## Goal of the exercise
Count the lines below that hold the string "using". Give only that number.

===============

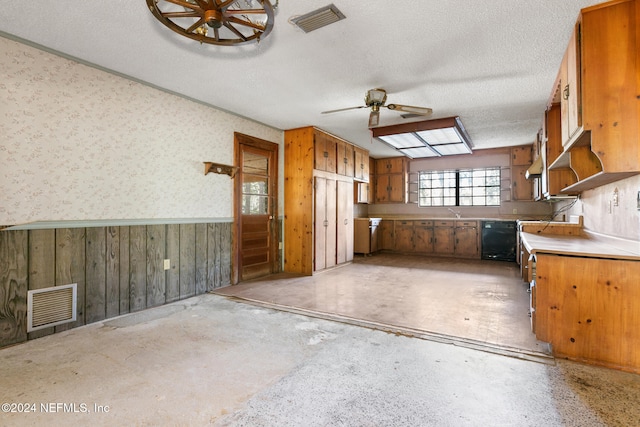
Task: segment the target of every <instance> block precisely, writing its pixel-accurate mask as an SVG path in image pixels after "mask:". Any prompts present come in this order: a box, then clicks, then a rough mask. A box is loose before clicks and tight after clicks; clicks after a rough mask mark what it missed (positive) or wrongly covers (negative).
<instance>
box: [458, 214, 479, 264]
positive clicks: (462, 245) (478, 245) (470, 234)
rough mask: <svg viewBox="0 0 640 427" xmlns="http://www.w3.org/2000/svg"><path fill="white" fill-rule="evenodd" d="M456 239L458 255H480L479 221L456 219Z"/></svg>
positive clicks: (475, 256)
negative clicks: (478, 222) (478, 236)
mask: <svg viewBox="0 0 640 427" xmlns="http://www.w3.org/2000/svg"><path fill="white" fill-rule="evenodd" d="M455 239H456V242H455V250H454V253H455V254H456V255H459V256H462V257H465V258H478V257H480V244H479V239H478V222H477V221H456V227H455Z"/></svg>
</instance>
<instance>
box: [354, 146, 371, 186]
mask: <svg viewBox="0 0 640 427" xmlns="http://www.w3.org/2000/svg"><path fill="white" fill-rule="evenodd" d="M353 153H354V159H355V161H354V173H353V178H354V179H356V180H357V181H363V182H369V152H368V151H367V150H364V149H362V148H360V147H353Z"/></svg>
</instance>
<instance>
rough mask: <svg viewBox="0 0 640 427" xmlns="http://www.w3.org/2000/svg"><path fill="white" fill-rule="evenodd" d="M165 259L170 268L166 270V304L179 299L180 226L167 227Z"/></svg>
mask: <svg viewBox="0 0 640 427" xmlns="http://www.w3.org/2000/svg"><path fill="white" fill-rule="evenodd" d="M165 259H168V260H169V263H170V267H169V270H166V271H165V273H166V277H167V279H166V280H167V288H166V298H165V301H166V302H173V301H177V300H179V299H180V224H168V225H167V249H166V253H165Z"/></svg>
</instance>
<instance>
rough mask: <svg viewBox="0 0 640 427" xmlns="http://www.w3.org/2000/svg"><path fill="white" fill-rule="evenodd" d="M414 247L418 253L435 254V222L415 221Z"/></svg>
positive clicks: (413, 234) (413, 244)
mask: <svg viewBox="0 0 640 427" xmlns="http://www.w3.org/2000/svg"><path fill="white" fill-rule="evenodd" d="M414 224H415V226H414V234H413V240H414V241H413V247H414V250H415V251H416V252H418V253H423V254H430V253H433V221H430V220H428V221H415V222H414Z"/></svg>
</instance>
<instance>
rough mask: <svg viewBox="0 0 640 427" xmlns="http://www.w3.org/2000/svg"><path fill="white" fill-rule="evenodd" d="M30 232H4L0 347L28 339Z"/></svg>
mask: <svg viewBox="0 0 640 427" xmlns="http://www.w3.org/2000/svg"><path fill="white" fill-rule="evenodd" d="M28 249H29V236H28V232H27V231H3V232H0V347H5V346H8V345H12V344H17V343H20V342H23V341H26V340H27V286H28V271H29V270H28V268H29V265H28Z"/></svg>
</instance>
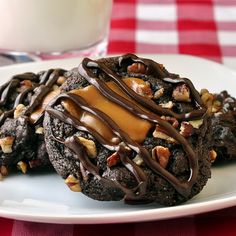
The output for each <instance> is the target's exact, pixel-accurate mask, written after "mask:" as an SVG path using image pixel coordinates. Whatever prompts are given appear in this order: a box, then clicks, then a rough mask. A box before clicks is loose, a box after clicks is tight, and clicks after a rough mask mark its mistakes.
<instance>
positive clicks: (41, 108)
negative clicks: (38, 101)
mask: <svg viewBox="0 0 236 236" xmlns="http://www.w3.org/2000/svg"><path fill="white" fill-rule="evenodd" d="M59 93H60V89H56V90H53V91H51V92H49V93H48V94H47V95H46V96H45V97H44V99H43V101H42V103H41V104H40V106H39V107H38V108H37V109H35V110H34V112H32V113H31V114H30V116H29V119H30V122H31V123H32V124H34V123H35V122H36V121H37V120H38V119H39V118H40V117H41V115H42V114H43V112H44V110H45V107H46V106H47V105H48V103H49V102H50V101H51V100H52V99H53V98H54V97H56V96H57V95H58V94H59Z"/></svg>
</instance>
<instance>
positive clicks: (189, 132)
mask: <svg viewBox="0 0 236 236" xmlns="http://www.w3.org/2000/svg"><path fill="white" fill-rule="evenodd" d="M180 134H181V135H182V136H184V137H185V138H187V137H189V136H191V135H192V134H193V126H192V125H191V124H190V123H189V122H187V121H183V122H181V126H180Z"/></svg>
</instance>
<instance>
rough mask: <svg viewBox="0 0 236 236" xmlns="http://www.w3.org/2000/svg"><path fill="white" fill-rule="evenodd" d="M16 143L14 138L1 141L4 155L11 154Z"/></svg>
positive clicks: (4, 139) (2, 138)
mask: <svg viewBox="0 0 236 236" xmlns="http://www.w3.org/2000/svg"><path fill="white" fill-rule="evenodd" d="M13 142H14V137H12V136H8V137H5V138H1V139H0V146H1V148H2V151H3V153H11V152H12V145H13Z"/></svg>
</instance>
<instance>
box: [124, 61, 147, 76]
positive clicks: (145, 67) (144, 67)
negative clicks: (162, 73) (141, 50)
mask: <svg viewBox="0 0 236 236" xmlns="http://www.w3.org/2000/svg"><path fill="white" fill-rule="evenodd" d="M127 71H128V72H130V73H136V74H145V72H146V66H145V65H144V64H143V63H140V62H135V63H133V64H132V65H130V66H128V67H127Z"/></svg>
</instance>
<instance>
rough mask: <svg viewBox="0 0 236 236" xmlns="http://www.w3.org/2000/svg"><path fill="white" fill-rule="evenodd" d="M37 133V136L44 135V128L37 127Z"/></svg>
mask: <svg viewBox="0 0 236 236" xmlns="http://www.w3.org/2000/svg"><path fill="white" fill-rule="evenodd" d="M35 133H36V134H43V133H44V129H43V127H41V126H40V127H37V128H36V130H35Z"/></svg>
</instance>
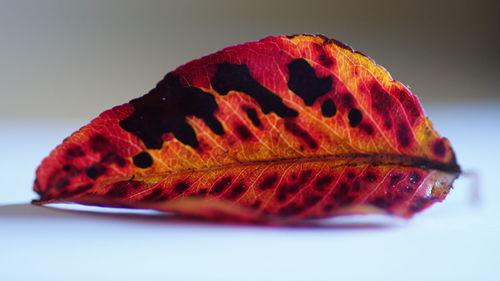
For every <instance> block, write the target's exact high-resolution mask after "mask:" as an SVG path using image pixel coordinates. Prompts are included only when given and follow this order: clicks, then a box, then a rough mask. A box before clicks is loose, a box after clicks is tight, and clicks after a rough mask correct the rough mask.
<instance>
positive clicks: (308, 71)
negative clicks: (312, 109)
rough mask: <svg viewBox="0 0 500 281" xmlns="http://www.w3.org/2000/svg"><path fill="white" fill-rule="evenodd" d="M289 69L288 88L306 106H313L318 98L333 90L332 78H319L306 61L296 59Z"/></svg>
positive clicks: (288, 64) (289, 64)
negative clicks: (316, 75) (315, 101)
mask: <svg viewBox="0 0 500 281" xmlns="http://www.w3.org/2000/svg"><path fill="white" fill-rule="evenodd" d="M287 67H288V72H289V75H290V80H289V81H288V88H289V89H290V90H292V91H293V92H294V93H295V94H297V95H298V96H299V97H301V98H302V100H303V101H304V104H305V105H308V106H311V105H313V104H314V102H315V101H316V99H317V98H319V97H321V96H322V95H324V94H326V93H328V92H329V91H330V90H331V89H332V77H330V76H327V77H322V78H319V77H317V76H316V73H315V71H314V68H312V67H311V65H309V63H308V62H307V61H306V60H305V59H302V58H300V59H295V60H293V61H291V62H290V63H289V64H288V65H287Z"/></svg>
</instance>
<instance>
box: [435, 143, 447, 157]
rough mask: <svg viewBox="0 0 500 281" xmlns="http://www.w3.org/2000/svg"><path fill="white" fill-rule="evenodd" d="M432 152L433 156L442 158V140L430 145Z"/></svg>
mask: <svg viewBox="0 0 500 281" xmlns="http://www.w3.org/2000/svg"><path fill="white" fill-rule="evenodd" d="M432 151H433V152H434V154H435V155H437V156H440V157H443V156H444V155H445V154H446V146H445V144H444V141H443V139H439V140H437V141H436V142H434V144H433V145H432Z"/></svg>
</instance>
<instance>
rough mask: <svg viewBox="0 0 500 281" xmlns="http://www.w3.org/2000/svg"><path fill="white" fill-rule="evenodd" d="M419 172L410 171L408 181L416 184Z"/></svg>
mask: <svg viewBox="0 0 500 281" xmlns="http://www.w3.org/2000/svg"><path fill="white" fill-rule="evenodd" d="M420 179H421V178H420V174H419V173H417V172H411V173H410V177H409V181H410V183H413V184H416V183H418V182H419V181H420Z"/></svg>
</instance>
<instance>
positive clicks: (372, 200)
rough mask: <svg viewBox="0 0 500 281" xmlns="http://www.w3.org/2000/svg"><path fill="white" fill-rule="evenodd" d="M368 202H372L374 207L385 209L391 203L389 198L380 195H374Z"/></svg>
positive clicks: (371, 203) (370, 202) (389, 204)
mask: <svg viewBox="0 0 500 281" xmlns="http://www.w3.org/2000/svg"><path fill="white" fill-rule="evenodd" d="M370 204H372V205H373V206H375V207H379V208H381V209H385V208H388V207H390V206H391V205H392V204H391V202H390V201H389V200H387V199H385V198H384V197H382V196H378V197H375V198H374V199H373V200H372V201H371V202H370Z"/></svg>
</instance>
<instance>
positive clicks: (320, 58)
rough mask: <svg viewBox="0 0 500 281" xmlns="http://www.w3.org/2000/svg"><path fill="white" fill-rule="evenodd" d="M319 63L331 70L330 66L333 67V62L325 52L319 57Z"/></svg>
mask: <svg viewBox="0 0 500 281" xmlns="http://www.w3.org/2000/svg"><path fill="white" fill-rule="evenodd" d="M318 59H319V62H320V63H321V64H322V65H323V66H324V67H327V68H329V67H330V66H332V65H333V60H332V59H331V58H330V57H328V55H327V54H326V52H325V51H323V50H322V51H321V52H320V53H319V56H318Z"/></svg>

===============

## Response to the task
2